• _Task brief_: Copy the part of the microplastics article starting at "Plastic. We live" and ending at "plastic each year.", word for word.

• _Given passage_:
▬▬▬
Plastic. We live in a world where plastic, in its varied forms, surrounds most of us on a daily basis. It’s in the cars we drive, the gadgets we play with, the objects we fill our homes with… But what about the inside of our food? Wouldn’t that be one place you wouldn’t expect to find plastic? How about the very air that you are breathing right now? Well, according to a study published this year, Americans consume more than 70,000 particles of plastic each year.
Behind the study
The main author behind this study into how much plastic people consume is Kieran Cox, a Ph.D. candidate at the biology department at the University of Victoria. With help from other experts at his university and a few others, Cox did the study and published his results in the professional journal of Environmental Science & Technology. The analysis was published under the title, Human Consumption of Microplastics.
In the abstract for the study, Cox points out that microplastics (extremely small pieces of plastic debris found in the environment which result from the disposal and breakdown of consumer products as well as industrial waste) can be found throughout most ecosystems, but thus far few studies have looked into how much of these particles human beings are regularly exposed to. The study focuses on the average American person in terms of consumption of microplastics through diet, drinking water, and inhalation.
What Cox and the other researchers found, in a nutshell, is that the average American consumes between 74,000 and 121,000 microscopic pieces of plastic every year. Of these, roughly 40,000 to 50,000 are eaten as part of a normal diet, while the remaining 20,000 to 80,000 are taken in simply by breathing. However, the researchers point out that there is a great deal of variability in the findings, changing from individual to individual and population to population. For instance, a person who drinks mainly bottled water takes in nearly 100,000 more pieces of microplastic than does a person who drinks tap water.
These numbers were drawn from over 400 points of data from 26 studies that had been down in similar areas before. These studies looked into the amount of microplastic in the environment and such, but not specifically at how much plastic people consume, necessitating Cox’s study. The results of this study could prove to be a platform for other researchers to begin from, looking into the effects microplastic consumption could have upon our health.
▬▬▬
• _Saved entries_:
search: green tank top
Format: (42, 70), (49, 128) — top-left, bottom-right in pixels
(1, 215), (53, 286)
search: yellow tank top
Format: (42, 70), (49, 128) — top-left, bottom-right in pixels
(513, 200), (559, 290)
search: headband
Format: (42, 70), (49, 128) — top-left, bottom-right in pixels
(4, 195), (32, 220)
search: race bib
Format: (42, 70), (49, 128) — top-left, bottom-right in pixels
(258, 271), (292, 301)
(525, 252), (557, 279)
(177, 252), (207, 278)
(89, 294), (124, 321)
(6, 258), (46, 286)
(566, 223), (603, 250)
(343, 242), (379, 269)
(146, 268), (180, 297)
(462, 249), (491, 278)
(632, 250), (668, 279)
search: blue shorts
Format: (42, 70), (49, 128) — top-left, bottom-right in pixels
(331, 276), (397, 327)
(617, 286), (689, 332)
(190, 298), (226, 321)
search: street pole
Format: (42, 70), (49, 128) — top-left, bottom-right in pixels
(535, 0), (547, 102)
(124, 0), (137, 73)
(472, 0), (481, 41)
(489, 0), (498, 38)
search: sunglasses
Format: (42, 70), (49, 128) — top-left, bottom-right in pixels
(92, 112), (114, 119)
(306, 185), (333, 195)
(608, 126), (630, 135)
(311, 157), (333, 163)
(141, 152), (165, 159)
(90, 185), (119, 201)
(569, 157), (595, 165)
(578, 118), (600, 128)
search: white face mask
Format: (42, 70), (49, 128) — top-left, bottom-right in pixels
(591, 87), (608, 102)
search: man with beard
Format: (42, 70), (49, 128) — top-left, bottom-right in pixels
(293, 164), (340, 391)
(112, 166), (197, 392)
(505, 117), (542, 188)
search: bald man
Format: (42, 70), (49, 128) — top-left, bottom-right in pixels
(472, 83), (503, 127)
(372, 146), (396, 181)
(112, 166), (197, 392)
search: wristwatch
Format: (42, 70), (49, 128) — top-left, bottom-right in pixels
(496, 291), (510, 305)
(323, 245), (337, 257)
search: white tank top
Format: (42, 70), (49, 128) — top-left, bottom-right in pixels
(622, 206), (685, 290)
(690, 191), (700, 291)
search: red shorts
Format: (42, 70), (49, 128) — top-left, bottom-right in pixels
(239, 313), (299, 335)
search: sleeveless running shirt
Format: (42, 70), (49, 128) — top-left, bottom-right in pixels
▬▬▬
• _Answer space_:
Plastic. We live in a world where plastic, in its varied forms, surrounds most of us on a daily basis. It’s in the cars we drive, the gadgets we play with, the objects we fill our homes with… But what about the inside of our food? Wouldn’t that be one place you wouldn’t expect to find plastic? How about the very air that you are breathing right now? Well, according to a study published this year, Americans consume more than 70,000 particles of plastic each year.